Below are lines of data, and only some are wanted. Please repeat exactly those from the line that has "Query: woman's outstretched arm" through the line that has "Q: Point to every instance of the concrete walkway".

SOURCE DATA:
※

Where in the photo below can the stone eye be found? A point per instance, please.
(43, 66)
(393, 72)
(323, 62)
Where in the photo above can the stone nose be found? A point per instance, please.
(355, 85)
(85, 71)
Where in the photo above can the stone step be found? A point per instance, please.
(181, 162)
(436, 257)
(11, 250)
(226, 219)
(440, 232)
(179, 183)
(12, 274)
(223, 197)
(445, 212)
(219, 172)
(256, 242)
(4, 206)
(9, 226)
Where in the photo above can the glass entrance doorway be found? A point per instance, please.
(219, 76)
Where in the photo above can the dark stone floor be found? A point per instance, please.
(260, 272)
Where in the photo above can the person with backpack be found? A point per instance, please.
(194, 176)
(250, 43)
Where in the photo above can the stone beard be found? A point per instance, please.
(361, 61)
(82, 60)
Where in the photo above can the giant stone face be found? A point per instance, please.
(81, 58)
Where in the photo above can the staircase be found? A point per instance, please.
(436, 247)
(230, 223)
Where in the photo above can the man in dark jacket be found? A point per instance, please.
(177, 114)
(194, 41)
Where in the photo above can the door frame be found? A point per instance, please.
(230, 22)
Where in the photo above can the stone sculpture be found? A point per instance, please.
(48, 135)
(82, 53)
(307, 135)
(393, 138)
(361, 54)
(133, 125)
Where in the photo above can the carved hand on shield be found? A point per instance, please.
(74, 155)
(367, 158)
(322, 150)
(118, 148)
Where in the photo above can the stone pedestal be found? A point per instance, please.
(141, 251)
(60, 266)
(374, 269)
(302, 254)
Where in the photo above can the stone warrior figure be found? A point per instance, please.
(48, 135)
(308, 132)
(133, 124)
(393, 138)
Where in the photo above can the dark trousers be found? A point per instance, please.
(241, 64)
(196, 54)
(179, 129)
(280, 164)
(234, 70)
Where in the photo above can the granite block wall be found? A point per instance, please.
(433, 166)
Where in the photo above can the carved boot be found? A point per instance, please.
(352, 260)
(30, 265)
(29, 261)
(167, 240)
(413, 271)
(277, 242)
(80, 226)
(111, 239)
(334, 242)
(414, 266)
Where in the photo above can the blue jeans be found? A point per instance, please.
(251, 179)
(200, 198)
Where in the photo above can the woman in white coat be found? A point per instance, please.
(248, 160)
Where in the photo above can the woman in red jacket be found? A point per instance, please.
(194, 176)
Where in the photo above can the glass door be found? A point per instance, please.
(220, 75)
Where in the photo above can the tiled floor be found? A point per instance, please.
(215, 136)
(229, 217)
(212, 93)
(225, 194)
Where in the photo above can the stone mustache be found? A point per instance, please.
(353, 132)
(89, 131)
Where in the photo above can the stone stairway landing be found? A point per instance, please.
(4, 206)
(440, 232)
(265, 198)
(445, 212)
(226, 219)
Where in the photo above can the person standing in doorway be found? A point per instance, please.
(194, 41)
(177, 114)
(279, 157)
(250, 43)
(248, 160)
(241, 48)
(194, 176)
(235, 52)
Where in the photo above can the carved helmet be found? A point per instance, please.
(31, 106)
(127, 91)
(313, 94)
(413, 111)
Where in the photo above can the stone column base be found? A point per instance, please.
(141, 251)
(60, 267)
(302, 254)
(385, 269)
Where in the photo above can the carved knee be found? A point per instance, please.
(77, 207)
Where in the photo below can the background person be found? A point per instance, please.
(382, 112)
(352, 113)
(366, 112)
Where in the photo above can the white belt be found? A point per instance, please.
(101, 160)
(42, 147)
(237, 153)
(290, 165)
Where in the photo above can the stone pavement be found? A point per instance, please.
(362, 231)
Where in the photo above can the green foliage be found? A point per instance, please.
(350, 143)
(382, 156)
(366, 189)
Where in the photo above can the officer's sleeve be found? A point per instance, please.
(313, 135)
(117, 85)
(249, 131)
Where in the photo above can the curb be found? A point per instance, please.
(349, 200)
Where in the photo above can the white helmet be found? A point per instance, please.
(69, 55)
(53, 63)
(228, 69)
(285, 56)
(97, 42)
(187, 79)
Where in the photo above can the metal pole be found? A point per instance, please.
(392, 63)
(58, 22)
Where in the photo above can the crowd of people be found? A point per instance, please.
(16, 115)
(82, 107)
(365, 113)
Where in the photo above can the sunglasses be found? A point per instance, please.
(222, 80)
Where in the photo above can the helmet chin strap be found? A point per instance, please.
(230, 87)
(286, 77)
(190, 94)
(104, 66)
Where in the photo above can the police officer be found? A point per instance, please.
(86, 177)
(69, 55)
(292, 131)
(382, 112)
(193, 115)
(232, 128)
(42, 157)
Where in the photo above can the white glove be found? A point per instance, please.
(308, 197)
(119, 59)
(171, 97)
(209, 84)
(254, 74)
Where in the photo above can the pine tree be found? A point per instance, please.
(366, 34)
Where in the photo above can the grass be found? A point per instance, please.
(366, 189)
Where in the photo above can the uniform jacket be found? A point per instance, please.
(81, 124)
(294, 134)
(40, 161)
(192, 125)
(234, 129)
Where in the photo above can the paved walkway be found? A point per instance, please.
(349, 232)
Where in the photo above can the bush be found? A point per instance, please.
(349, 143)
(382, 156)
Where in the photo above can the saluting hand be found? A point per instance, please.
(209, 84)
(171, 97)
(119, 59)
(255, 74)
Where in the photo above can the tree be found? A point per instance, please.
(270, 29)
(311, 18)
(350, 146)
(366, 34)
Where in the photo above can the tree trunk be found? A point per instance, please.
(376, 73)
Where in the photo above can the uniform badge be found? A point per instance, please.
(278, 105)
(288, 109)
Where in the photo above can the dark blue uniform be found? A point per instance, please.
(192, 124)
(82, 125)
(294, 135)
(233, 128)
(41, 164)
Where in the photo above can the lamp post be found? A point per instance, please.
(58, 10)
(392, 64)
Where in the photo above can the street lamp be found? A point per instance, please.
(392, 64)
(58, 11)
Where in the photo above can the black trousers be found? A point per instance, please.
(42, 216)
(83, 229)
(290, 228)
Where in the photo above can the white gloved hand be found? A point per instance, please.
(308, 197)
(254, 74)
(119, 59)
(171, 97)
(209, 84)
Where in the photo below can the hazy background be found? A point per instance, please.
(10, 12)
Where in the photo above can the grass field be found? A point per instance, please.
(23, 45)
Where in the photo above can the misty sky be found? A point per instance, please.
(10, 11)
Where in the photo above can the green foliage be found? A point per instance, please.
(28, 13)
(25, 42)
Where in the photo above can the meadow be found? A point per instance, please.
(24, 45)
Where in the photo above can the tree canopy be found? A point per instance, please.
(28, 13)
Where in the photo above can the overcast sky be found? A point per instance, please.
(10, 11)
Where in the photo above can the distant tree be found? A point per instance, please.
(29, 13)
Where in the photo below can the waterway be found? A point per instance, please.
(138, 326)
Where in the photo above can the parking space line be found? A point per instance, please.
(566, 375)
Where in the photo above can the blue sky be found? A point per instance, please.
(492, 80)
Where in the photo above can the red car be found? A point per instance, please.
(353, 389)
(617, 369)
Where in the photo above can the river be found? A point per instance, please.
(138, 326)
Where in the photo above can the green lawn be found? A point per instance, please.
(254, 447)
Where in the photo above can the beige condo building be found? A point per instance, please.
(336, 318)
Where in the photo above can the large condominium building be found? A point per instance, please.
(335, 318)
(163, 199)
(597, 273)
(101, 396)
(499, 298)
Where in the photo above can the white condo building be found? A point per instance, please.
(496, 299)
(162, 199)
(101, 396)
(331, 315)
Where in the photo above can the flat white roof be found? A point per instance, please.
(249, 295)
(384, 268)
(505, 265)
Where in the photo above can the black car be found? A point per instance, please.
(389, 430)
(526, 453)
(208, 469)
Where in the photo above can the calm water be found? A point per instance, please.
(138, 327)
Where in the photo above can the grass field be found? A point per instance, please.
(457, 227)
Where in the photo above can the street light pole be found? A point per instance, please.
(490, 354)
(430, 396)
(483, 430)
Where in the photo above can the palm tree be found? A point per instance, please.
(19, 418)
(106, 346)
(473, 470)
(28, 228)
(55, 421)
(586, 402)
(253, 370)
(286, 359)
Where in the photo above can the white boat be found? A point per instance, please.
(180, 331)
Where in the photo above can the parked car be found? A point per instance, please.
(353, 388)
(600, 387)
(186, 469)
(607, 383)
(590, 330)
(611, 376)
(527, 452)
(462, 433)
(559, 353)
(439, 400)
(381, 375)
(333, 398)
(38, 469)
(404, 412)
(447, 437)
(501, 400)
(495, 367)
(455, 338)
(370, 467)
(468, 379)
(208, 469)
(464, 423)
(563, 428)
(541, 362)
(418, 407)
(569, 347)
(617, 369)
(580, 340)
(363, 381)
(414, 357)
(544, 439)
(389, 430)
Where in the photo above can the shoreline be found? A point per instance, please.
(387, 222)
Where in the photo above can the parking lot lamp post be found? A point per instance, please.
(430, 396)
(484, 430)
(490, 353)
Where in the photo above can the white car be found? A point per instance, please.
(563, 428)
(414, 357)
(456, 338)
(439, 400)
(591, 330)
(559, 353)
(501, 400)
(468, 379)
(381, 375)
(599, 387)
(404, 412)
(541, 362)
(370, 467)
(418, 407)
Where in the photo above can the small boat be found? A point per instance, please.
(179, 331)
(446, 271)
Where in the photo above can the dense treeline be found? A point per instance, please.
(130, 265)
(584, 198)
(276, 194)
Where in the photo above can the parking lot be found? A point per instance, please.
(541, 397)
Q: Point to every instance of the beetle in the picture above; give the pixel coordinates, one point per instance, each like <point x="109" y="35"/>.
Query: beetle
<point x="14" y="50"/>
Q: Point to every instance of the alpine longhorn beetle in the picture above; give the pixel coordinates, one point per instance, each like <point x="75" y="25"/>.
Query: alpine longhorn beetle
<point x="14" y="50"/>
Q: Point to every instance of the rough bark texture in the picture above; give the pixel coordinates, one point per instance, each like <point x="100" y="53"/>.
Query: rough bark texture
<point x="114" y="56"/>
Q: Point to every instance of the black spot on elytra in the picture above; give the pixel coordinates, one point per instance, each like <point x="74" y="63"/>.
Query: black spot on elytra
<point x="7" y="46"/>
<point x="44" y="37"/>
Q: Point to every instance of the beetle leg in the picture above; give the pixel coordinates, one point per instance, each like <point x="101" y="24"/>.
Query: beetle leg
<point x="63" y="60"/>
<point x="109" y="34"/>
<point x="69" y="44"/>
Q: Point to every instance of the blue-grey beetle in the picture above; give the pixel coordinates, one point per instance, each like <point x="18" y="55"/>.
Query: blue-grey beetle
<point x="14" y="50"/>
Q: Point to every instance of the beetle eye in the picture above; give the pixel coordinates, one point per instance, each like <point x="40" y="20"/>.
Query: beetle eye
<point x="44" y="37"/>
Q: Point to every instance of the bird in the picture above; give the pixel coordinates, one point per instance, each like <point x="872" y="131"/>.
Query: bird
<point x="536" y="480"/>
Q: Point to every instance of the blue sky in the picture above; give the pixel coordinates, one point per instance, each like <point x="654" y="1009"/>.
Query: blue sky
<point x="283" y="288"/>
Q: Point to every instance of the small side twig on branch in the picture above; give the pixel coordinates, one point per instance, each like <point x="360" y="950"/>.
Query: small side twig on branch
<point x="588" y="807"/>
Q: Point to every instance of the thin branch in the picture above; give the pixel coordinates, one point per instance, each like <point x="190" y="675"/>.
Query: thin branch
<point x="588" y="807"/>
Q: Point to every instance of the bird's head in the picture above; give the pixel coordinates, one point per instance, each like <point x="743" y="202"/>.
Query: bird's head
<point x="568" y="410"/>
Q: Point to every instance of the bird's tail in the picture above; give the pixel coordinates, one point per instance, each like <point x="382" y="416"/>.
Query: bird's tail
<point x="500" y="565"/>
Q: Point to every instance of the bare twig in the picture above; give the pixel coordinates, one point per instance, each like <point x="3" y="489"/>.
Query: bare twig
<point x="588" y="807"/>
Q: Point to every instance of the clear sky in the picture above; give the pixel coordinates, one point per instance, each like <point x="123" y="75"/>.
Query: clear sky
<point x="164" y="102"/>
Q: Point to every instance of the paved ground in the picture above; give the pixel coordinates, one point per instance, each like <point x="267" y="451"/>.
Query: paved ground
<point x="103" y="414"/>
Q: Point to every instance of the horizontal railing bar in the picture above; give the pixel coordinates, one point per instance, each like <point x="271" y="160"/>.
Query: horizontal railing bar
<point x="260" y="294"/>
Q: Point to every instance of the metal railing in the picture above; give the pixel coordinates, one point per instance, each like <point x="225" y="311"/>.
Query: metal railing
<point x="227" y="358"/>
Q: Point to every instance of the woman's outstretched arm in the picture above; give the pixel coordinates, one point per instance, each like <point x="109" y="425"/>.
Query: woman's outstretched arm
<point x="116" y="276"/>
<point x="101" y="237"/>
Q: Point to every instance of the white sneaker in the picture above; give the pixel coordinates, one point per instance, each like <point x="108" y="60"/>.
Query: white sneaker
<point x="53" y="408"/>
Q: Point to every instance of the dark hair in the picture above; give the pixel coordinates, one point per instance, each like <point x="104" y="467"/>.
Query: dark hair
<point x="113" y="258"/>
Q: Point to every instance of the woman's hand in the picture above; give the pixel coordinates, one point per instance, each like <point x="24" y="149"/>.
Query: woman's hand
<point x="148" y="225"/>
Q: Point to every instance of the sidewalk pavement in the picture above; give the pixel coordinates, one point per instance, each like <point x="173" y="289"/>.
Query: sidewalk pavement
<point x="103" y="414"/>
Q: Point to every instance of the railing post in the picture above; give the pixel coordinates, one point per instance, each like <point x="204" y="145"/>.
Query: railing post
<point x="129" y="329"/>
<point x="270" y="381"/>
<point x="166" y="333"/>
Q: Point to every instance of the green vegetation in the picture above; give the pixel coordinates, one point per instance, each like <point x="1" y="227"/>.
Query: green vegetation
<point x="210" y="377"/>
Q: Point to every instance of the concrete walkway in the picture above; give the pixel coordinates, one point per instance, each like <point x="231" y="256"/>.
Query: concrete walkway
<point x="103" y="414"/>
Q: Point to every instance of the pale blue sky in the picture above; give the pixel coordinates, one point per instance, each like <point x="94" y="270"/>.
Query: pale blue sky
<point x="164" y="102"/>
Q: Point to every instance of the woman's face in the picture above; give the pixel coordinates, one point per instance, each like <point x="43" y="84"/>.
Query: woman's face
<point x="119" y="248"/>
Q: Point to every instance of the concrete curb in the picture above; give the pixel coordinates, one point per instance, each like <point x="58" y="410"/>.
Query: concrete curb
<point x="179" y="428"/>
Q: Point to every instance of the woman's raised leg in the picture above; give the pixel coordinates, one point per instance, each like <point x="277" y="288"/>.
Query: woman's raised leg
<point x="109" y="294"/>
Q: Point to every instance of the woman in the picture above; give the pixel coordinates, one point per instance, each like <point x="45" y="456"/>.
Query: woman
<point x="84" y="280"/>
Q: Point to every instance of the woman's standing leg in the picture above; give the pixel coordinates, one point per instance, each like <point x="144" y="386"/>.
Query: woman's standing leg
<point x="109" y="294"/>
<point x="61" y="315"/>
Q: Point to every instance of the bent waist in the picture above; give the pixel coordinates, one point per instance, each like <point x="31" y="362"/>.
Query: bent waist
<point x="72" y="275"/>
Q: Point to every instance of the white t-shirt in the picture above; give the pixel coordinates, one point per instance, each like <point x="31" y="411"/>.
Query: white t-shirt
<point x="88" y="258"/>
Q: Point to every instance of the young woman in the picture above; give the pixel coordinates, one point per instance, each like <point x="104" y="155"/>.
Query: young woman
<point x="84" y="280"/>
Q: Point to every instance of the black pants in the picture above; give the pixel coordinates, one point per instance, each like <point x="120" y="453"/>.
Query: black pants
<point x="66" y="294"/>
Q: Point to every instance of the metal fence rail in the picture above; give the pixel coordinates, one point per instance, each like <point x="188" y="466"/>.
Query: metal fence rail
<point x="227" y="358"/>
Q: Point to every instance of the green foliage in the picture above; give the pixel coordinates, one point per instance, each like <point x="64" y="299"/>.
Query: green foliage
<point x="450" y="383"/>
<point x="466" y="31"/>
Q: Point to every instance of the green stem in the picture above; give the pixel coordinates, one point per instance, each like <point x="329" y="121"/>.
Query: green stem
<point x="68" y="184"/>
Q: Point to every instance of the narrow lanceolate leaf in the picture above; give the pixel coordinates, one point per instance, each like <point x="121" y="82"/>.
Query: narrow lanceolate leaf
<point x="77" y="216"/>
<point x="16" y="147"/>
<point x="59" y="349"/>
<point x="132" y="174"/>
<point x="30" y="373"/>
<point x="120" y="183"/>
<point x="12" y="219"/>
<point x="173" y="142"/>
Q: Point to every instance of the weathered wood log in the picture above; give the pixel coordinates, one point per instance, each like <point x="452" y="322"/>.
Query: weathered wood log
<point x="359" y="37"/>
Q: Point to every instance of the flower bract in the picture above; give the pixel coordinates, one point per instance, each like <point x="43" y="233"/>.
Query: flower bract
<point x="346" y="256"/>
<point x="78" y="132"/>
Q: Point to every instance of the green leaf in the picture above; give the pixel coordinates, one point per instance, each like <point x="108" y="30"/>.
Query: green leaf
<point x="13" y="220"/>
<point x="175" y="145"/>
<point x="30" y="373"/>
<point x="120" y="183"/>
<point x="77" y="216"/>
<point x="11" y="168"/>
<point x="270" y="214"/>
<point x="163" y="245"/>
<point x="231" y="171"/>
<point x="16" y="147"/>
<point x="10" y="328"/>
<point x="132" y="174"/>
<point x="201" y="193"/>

※

WRITTEN REPLY:
Query: woman's outstretched arm
<point x="116" y="276"/>
<point x="101" y="237"/>
Q: Point to every instance of the white sneaker in the picture above; give the pixel coordinates, one point per instance, each like <point x="108" y="60"/>.
Query: white sneaker
<point x="53" y="408"/>
Q: Point to every instance of the dark hair in the picture above; give the pixel coordinates, one point per instance, each like <point x="104" y="467"/>.
Query: dark hair
<point x="113" y="258"/>
Q: Point to every instance of the woman's hand in the picture above; give the pixel coordinates, one point per instance, each like <point x="24" y="149"/>.
Query: woman's hand
<point x="148" y="225"/>
Q: Point to every instance of the sidewalk pavement in the picture above; give the pixel coordinates, one point per instance, each like <point x="173" y="289"/>.
Query: sidewalk pavement
<point x="103" y="414"/>
Q: Point to every instance of the railing post in the picture above; give the pixel coordinates, one point per instance, each like <point x="204" y="145"/>.
Query: railing post
<point x="129" y="329"/>
<point x="270" y="381"/>
<point x="166" y="333"/>
Q: Point to every instance of the green vegetation in the picture above; give the pixel coordinates, one point per instance, each like <point x="1" y="227"/>.
Query: green vegetation
<point x="210" y="377"/>
Q: Point to every instance of the concrete walkway in the picture above; give the pixel coordinates, one point per instance, each like <point x="231" y="256"/>.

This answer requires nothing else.